TEXTE FOURNI:

=====

Les Africaines fournissent 70 % de la production alimentaire, constituent près de la moitié de la main-d’oeuvre agricole et 80 à 90 % dans la transformation, le stockage et le transport des aliments. Mais elles ne disposent souvent d’aucuns droits fonciers. Ces droits sont souvent détenus par des hommes ou des groupes de parenté contrôlés par des hommes, et les femmes n’ont généralement accès à la terre que par l’intermédiaire d’un parent de sexe masculin, habituellement un père ou un mari.

Cet accès restreint est en outre très précaire. Une étude zambienne révèle que plus du tiers des veuves sont privées d’accès aux terres familiales à la mort de leur mari. Des militants tentent donc d’introduire ou de renforcer des lois qui garantissent les droits fonciers des femmes et combattent les normes et pratiques sociales préjudiciables.

=====

DONNÉES ENREGISTRÉES:
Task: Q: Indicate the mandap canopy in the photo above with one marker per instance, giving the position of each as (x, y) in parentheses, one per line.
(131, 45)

=====

CONSIGNE:
Rédigez la suite du texte sur les droits fonciers des femmes africaines, à partir de sa dernière phrase.

RÉSULTAT FINAL:
Des progrès limités

Certains progrès sont réalisés ici et là. Au Swaziland, les femmes ne peuvent être propriétaires de terres car elles sont mineures au regard de la loi. Mais des femmes séropositives ont réussi à se faire attribuer 13 parcelles collectives pour subvenir à leurs besoins. Au Kenya, des organisations interviennent lorsque des terres sont saisies et négocient avec la famille pour que les femmes et les filles séropositives continuent d’avoir accès aux terres.

Au Rwanda, le gouvernement a adopté en 1999 une loi qui donne aux femmes les mêmes droits d’héritage qu’aux hommes, alors que selon la tradition, seuls les enfants de sexe masculin pouvaient hériter. Les veuves et orphelines du génocide de 1994 ont ainsi pu obtenir des terres.

Au Ghana, la culture du cacao fait évoluer la situation, elle fait appel à une main-d’œuvre importante et, de plus en plus, les hommes et les femmes échangent du travail contre des terres. La femme mariée reçoit ainsi une parcelle en échange de son travail. Ce don est considéré comme irrévocable par la communauté et la femme reste propriétaire de la parcelle même en cas de séparation.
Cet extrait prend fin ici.